> GIVEN DATA
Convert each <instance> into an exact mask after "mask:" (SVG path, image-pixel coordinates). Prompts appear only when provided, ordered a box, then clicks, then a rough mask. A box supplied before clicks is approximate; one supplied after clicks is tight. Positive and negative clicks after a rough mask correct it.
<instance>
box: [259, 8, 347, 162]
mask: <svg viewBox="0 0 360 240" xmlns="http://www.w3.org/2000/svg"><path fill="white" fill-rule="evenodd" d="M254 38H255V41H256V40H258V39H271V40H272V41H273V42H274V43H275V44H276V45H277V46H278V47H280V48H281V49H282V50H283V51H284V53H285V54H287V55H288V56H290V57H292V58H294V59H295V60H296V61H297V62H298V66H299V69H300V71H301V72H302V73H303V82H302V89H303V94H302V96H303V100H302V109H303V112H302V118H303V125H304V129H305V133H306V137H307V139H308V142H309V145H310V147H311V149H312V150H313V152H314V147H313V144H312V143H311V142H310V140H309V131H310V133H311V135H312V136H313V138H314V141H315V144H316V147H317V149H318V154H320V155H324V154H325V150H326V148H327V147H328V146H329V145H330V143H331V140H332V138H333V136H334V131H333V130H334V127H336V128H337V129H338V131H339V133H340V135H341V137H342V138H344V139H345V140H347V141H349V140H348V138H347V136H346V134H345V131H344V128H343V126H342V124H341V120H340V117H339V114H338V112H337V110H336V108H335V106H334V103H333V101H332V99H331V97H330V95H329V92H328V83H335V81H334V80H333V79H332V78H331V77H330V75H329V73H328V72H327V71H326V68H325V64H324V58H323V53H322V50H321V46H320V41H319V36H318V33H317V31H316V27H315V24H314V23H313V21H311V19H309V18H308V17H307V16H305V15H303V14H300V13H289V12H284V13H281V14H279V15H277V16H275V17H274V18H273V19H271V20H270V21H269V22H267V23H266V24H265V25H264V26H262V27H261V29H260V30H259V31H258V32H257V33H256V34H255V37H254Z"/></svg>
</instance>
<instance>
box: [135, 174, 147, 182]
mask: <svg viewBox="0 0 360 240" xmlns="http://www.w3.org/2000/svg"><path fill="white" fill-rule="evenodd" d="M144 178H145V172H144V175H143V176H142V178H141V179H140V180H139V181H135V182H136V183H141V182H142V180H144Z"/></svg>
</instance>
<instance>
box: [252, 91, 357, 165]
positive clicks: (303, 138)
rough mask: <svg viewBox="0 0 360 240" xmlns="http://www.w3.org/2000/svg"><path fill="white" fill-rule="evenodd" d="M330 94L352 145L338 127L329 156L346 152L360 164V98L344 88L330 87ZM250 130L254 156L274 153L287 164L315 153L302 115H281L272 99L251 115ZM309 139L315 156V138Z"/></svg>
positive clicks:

> ACTIVITY
Can you rewrite the data above with "positive clicks" changed to "foreground clicks" throughout, leaving everything else unchanged?

> TASK SOLUTION
Convert each <instance> into an exact mask after "mask:" (SVG path, image-pixel coordinates). Prompts appear only when provided, ordered a box, then clicks, then a rough mask. A box supplied before clicks is approximate; one supplied after clicks is tight. Positive and negative clicks after a rough mask correct it.
<instance>
box: [259, 8, 347, 162]
mask: <svg viewBox="0 0 360 240" xmlns="http://www.w3.org/2000/svg"><path fill="white" fill-rule="evenodd" d="M254 38H255V41H256V40H258V39H271V40H272V41H273V42H274V43H275V44H276V45H277V46H278V47H280V48H281V49H282V50H283V51H284V53H285V54H287V55H288V56H290V57H292V58H294V59H295V60H296V61H297V62H298V66H299V69H300V71H301V72H302V73H303V82H302V89H303V94H302V96H303V100H302V109H303V112H302V118H303V125H304V129H305V133H306V137H307V139H308V142H309V145H310V147H311V149H312V150H313V152H314V147H313V144H312V143H311V142H310V140H309V131H310V133H311V135H312V136H313V138H314V141H315V144H316V147H317V149H318V154H320V155H324V154H325V150H326V148H327V147H328V146H329V145H330V143H331V140H332V138H333V136H334V131H333V130H334V127H336V128H337V129H338V131H339V133H340V135H341V137H342V138H344V139H345V140H347V141H349V140H348V138H347V136H346V134H345V131H344V128H343V126H342V124H341V120H340V117H339V114H338V112H337V110H336V108H335V106H334V103H333V101H332V99H331V97H330V95H329V92H328V83H335V81H334V80H333V79H332V78H331V77H330V75H329V73H328V72H327V71H326V68H325V64H324V58H323V53H322V50H321V46H320V41H319V36H318V33H317V31H316V27H315V24H314V23H313V21H311V19H309V18H308V17H307V16H305V15H303V14H300V13H289V12H284V13H281V14H279V15H277V16H275V17H274V18H273V19H271V20H270V21H269V22H267V23H266V24H265V25H264V26H262V27H261V29H260V30H259V31H258V32H257V33H256V34H255V37H254Z"/></svg>
</instance>
<instance>
box: [135, 174, 147, 182]
mask: <svg viewBox="0 0 360 240" xmlns="http://www.w3.org/2000/svg"><path fill="white" fill-rule="evenodd" d="M144 178H145V172H144V175H143V176H142V178H141V179H140V180H139V181H135V182H136V183H141V182H142V180H144Z"/></svg>
</instance>
<instance>
box: [252, 91, 357, 165]
foreground clicks: (303, 138)
rough mask: <svg viewBox="0 0 360 240" xmlns="http://www.w3.org/2000/svg"><path fill="white" fill-rule="evenodd" d="M330 94L352 145L338 127L329 156L346 152L360 164V98L344 88L330 87ZM250 130L254 156L274 153L287 164L315 153L302 115H281L272 99L251 115ZM309 139L315 156V138Z"/></svg>
foreground clicks:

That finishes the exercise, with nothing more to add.